-------- Source information --------

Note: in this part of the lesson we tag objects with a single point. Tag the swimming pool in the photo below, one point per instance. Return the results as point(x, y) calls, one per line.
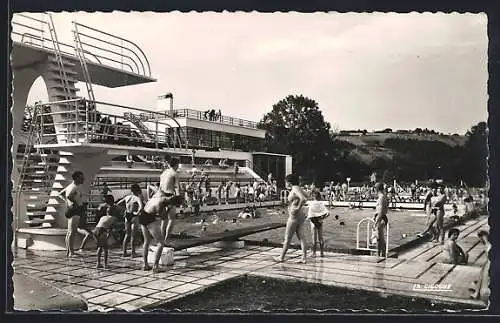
point(339, 229)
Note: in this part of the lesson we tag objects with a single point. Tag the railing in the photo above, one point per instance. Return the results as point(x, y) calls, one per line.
point(109, 128)
point(369, 229)
point(202, 115)
point(98, 46)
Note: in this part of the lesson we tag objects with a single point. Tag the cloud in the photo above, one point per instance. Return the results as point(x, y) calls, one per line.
point(365, 70)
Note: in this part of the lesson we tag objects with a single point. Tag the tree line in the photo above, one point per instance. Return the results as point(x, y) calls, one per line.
point(296, 126)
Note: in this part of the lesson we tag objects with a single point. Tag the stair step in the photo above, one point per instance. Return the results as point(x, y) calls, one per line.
point(39, 221)
point(53, 59)
point(55, 77)
point(61, 86)
point(37, 197)
point(68, 71)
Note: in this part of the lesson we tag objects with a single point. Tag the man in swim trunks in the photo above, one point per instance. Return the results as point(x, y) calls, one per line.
point(455, 254)
point(438, 203)
point(169, 187)
point(151, 219)
point(75, 208)
point(381, 219)
point(133, 207)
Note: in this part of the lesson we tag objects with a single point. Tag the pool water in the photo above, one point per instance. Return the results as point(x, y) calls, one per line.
point(339, 230)
point(249, 293)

--------

Here the job is to repeat the entries verbatim while leaving all pictures out.

Exercise result ▸
Note: in this part of the lesson we tag objects with a single point. Tag the swimming pool in the photo below, one point per instance. Return the results as point(x, y) calls, one per line.
point(339, 229)
Note: in this part of the lesson we tag objects with a single point. Tag the railing in the photo above, one point per instance. Return the results as point(x, y) calls, one per line.
point(109, 128)
point(369, 229)
point(202, 115)
point(98, 46)
Note: in this part of the lesson we tag objects with a single point. Tag the cloud in the photo above, one point per instance. Return the results as point(x, y) calls, one per line.
point(365, 70)
Note: in this part of the lesson we tag objects with a single point. Tag the tree line in the photo above, one point per instance. Return the results as point(x, y) calls, one per line.
point(296, 126)
Note: in this part of the lesson we tag objects with a single point. Tag the stair step in the photo above, one point per instance. Return the results as point(x, y) calls, one per line.
point(39, 221)
point(53, 59)
point(55, 77)
point(61, 86)
point(37, 197)
point(68, 71)
Note: in this part of the lesson we tag objects with a single point. Tag the man in swim trunks in the photo above, one point per instance. Return the results as point(x, y) calls, one per line.
point(455, 254)
point(438, 203)
point(169, 187)
point(151, 219)
point(75, 208)
point(381, 219)
point(133, 207)
Note: in this part of the lesson we tag objects with a single point. Tag the pool water in the photo above, one point per instance. Return the results as point(x, y) calls, one per line.
point(339, 230)
point(249, 293)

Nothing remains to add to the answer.